DATA SECTION →
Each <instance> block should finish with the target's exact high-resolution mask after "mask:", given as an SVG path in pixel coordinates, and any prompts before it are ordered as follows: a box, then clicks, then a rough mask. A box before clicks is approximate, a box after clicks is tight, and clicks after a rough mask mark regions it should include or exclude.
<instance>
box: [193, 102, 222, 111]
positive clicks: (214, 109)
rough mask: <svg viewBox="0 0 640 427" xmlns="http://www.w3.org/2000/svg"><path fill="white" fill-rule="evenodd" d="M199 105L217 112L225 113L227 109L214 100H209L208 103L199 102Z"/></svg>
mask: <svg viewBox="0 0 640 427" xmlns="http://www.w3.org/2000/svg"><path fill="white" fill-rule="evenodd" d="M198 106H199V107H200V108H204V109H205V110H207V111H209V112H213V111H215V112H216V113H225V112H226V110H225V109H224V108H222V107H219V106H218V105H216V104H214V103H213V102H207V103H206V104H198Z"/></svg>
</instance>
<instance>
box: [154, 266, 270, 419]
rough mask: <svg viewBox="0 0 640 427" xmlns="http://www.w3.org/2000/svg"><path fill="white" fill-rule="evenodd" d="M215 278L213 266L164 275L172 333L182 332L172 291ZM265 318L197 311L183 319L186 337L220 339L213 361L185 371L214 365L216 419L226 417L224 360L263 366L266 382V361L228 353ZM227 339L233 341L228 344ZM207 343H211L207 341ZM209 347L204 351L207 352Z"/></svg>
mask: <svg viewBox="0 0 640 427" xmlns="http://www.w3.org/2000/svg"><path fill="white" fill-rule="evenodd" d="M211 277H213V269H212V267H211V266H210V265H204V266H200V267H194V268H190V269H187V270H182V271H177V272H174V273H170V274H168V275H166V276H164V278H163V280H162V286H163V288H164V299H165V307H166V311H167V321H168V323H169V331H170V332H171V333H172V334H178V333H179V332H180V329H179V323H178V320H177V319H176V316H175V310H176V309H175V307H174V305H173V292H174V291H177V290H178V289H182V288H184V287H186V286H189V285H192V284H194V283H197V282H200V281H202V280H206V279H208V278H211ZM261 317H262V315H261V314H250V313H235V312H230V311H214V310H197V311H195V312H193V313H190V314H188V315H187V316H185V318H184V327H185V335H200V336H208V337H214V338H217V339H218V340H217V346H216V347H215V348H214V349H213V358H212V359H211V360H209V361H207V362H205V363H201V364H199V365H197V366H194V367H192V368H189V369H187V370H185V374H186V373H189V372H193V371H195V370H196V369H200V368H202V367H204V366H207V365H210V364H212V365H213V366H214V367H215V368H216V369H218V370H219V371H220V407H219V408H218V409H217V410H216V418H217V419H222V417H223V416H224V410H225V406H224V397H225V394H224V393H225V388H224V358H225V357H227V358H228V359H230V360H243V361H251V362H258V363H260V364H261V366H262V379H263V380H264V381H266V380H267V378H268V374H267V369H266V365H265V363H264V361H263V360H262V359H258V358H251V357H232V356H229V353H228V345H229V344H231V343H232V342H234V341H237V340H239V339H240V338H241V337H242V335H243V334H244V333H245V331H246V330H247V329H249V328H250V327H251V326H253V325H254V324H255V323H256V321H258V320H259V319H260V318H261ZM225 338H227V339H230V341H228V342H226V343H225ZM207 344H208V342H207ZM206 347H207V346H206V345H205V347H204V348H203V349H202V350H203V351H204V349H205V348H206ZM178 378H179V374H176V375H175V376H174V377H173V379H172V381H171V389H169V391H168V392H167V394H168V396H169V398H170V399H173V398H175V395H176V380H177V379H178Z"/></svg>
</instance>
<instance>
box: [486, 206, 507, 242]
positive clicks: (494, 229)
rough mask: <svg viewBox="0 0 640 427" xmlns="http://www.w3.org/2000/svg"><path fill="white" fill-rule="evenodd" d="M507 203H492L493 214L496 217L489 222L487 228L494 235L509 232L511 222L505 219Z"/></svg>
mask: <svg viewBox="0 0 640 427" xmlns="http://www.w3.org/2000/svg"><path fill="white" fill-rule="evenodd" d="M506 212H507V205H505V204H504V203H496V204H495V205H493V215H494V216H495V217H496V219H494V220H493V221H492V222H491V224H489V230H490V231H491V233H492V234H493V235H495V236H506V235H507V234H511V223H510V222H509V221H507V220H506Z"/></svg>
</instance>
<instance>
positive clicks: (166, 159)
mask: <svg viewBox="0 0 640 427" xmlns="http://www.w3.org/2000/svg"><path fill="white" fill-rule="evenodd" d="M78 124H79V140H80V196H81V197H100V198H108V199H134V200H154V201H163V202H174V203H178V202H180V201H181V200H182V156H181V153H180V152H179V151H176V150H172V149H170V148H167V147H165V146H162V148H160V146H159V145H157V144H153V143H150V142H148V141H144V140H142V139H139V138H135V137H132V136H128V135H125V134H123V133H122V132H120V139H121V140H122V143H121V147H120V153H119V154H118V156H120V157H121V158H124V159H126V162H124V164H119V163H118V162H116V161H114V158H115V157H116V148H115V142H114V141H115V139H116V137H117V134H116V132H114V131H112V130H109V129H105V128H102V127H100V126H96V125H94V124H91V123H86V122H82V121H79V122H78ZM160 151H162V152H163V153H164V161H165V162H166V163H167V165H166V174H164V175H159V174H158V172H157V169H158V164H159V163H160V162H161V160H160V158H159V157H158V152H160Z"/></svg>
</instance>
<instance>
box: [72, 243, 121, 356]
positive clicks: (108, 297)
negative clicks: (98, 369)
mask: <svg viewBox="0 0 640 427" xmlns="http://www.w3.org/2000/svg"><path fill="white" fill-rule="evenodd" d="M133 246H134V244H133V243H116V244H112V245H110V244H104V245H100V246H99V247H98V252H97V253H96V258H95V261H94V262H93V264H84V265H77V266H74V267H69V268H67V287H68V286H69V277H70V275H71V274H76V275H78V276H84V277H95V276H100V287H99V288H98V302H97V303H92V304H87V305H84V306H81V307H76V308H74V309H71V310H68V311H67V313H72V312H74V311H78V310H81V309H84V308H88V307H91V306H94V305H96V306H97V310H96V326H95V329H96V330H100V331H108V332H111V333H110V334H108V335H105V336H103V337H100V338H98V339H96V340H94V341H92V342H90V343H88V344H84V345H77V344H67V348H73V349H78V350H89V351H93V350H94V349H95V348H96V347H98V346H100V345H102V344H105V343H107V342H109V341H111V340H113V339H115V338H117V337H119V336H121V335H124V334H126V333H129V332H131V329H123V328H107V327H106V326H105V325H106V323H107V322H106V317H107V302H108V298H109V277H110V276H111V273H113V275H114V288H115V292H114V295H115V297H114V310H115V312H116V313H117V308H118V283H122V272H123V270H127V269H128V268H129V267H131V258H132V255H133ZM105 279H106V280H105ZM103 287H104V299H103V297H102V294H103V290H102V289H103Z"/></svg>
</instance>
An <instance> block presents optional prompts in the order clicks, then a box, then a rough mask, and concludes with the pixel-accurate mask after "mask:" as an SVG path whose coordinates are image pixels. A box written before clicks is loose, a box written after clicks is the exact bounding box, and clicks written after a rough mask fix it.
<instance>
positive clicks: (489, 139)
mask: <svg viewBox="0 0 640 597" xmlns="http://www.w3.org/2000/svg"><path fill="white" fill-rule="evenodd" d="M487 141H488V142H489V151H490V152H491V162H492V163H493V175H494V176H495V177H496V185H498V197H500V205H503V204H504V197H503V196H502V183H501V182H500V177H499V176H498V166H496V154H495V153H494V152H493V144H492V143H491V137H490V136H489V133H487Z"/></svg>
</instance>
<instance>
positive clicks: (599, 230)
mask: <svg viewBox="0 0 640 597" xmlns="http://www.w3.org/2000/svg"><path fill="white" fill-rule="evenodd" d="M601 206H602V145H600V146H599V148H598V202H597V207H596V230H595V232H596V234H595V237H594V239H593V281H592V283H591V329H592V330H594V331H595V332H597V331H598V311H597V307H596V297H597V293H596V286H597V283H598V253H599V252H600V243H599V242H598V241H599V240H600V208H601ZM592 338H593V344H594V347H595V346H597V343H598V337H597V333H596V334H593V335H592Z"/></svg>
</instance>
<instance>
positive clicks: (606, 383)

INSTRUCTIONS FOR THE TASK → Extract every line from the rows above that contains the string "with". Matching is case-sensitive.

TASK RESPONSE →
Each <instance> block should finish with the target's exact high-resolution mask after "mask:", given as an SVG path in pixel coordinates, and any prompts before it are ordered as follows: a box, then clicks, then a rough mask. A box before clicks is approximate, a box after clicks is tight, and clicks after a rough mask mark regions it should include or exclude.
An <instance> block presents optional prompts in the order clicks, then a box, then a rough mask, and concludes with the pixel-accurate mask after "mask:" as an SVG path whose coordinates are image pixels. A box written before clicks is loose, a box written after clicks is the exact bounding box, and clicks written after a rough mask fix it.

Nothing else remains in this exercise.